[BRIEF]: Please copy out the listing below with every "thickest part" switched to "widest part". Leave all other text unchanged.

Position annotation listing
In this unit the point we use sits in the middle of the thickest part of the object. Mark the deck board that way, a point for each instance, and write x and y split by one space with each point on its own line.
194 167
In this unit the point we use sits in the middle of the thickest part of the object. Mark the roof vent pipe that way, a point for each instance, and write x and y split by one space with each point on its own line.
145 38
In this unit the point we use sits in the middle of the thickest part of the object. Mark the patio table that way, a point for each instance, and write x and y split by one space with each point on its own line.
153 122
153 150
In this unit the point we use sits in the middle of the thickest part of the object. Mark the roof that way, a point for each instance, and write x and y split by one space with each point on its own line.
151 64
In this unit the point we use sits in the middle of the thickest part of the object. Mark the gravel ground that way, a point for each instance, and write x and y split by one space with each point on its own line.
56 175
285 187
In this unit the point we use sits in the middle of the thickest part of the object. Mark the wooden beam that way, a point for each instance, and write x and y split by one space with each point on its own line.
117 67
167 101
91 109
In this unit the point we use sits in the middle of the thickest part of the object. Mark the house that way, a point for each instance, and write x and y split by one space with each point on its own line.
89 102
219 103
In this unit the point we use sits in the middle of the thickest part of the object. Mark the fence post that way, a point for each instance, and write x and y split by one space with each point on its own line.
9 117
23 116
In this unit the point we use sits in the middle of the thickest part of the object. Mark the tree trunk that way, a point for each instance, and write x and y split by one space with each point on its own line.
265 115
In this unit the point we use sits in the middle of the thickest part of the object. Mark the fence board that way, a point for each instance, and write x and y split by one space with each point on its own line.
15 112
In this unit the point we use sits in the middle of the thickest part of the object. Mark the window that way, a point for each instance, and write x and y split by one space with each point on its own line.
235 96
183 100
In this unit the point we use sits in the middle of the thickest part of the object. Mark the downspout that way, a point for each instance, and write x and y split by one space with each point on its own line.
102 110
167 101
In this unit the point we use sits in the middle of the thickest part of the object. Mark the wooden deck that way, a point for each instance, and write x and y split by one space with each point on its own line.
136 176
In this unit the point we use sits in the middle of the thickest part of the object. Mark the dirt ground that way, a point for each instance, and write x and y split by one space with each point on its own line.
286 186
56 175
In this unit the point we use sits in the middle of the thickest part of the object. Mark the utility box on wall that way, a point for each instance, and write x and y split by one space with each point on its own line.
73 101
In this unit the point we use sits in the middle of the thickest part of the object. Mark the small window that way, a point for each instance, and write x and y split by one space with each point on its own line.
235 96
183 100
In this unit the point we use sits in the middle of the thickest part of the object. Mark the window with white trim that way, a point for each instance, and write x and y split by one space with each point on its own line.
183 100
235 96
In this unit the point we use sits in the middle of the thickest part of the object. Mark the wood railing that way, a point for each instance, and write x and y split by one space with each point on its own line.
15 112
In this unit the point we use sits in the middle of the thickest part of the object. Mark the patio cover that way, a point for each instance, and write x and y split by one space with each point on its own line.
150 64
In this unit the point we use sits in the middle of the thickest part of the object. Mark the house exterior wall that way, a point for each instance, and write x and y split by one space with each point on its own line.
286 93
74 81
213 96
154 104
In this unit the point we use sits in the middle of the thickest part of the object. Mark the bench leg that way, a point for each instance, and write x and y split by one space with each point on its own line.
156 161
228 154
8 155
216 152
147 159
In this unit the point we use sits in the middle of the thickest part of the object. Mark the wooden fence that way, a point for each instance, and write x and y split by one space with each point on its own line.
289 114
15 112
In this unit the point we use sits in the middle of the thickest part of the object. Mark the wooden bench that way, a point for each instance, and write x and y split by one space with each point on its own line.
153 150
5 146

[TASK RESPONSE]:
In this unit the point we use sits in the middle of the widest part of the object. Mark the deck board that way, a point for each instance, and write x and y split by one space with each point on its own line.
194 167
In this unit the point we use sits in the middle of the widest part of the object. Mark the roof vent pipe that way, a point for each instance, and write x and y split by one space with each point on its own line.
145 38
In this unit the point we use sits in the middle of the widest part of the object. Mark the patio table that way, a point for each instance, and write x and y split by one space with each point on its own line.
153 122
153 150
In this unit the point we use sits in the middle of the widest part of the object. Mark the roof that way, a point for each instance, and write x and y split by one space with each point on its own line.
151 64
In this unit the point we use sits in the middle of the widest part of the object. Mark the gravel ground that way, a point for each instance, and write x and y split by one space with each point on its own line.
56 175
285 187
In this unit the point we use sits in the middle of the widest part of the object. Mark the wooden beam that way, a point for each instance, and write x and y split by one space with each point on its own line.
117 67
167 101
91 109
In this unit the point we use sits in the middle of the widest part of the object. Mark the house that way, a point for each instance, and write x and y split by one space with each point on its own line.
89 102
219 103
In this unit the point we use sits in the middle of the widest part of the object. Mark the fence post that way, a point for each instance, and write x and y split by one space with each point on its own line.
9 117
23 116
In this unit the point we use sits in the middle of the widest part of the object. Mark the tree trunk that way, a point for each instance, and write x and y split by one space with each point on its own line.
265 115
In this unit the point we use sits in the middle of the widest part of the object. Mark the fence board that way, a point for each instance, and write x and y split by one space with each point on its own line.
15 112
In this unit the point we use sits in the middle of the widest part of the object. Mark the window that way, a point for each instance, and write x and y split by one space with each point on its own line.
235 96
183 100
In this unit the point we use sits in the middle of the widest part of the object. Mark the downspout that way, a point for each instance, and write x and y split by one space with each point on its own line.
102 110
167 101
In this unit the point we use sits in the middle of the widest part of the object. Mark the wooden deck that way, a point for each instance, and write x and y split by one space with each point on its own line.
136 176
In this unit the point we use sits in the middle of the widest part of the object. Mark the dirt ground that way, a point for each instance, and write x and y split by one space with each point on its own line.
286 186
56 175
In this unit the point we use sits in the middle of the widest part of the object. Mark the utility box on wall that way, a point for each instance, and write x and y split by one space with each point on its own line.
73 101
In this unit the point we use sits in the middle of the widest part of the object. Mark the small window that way, a point for each instance, and write x and y split by one space with each point on its own line.
235 96
183 100
In this unit the point we use sits in the middle of the widest part of the object. Mark the window with white trim that way, a point for each instance, and write x and y split by one space with each point on its own line.
183 100
235 96
In this unit the point we use sits in the middle of the widest part of the object. Mark the wood railing that way, a point for each instance, and write x and y split by one space with each point on its own line.
15 112
In this unit the point we use sits in the middle of the widest part of the object. Mark the patio cover that way, a point for each instance, and write x and y split by one space with each point on its own line.
150 64
In this unit the point we use sits in the middle of the widest part of the object. Mark the house exterior wall that way, a point for each instance, and write x and y split by one space with each point on its own line.
286 93
74 81
213 96
154 104
In this unit the point we use sits in the middle of the widest part of the object. Mark the bench leg that way, a point for each instance, and write x and y split by one space with each point on its own line.
156 161
228 154
8 155
216 152
147 159
In this unit the point we use sits in the middle of the widest part of the object. Mark the wooden fence that way, a point for each instance, and write x and y split by one space with each point on its own line.
289 114
15 112
In this unit the point we use sits in the middle of the widest part of the object. Mark the wooden bench that way, a point for each instance, and write x and y split by one space with each point on its own line.
153 150
5 146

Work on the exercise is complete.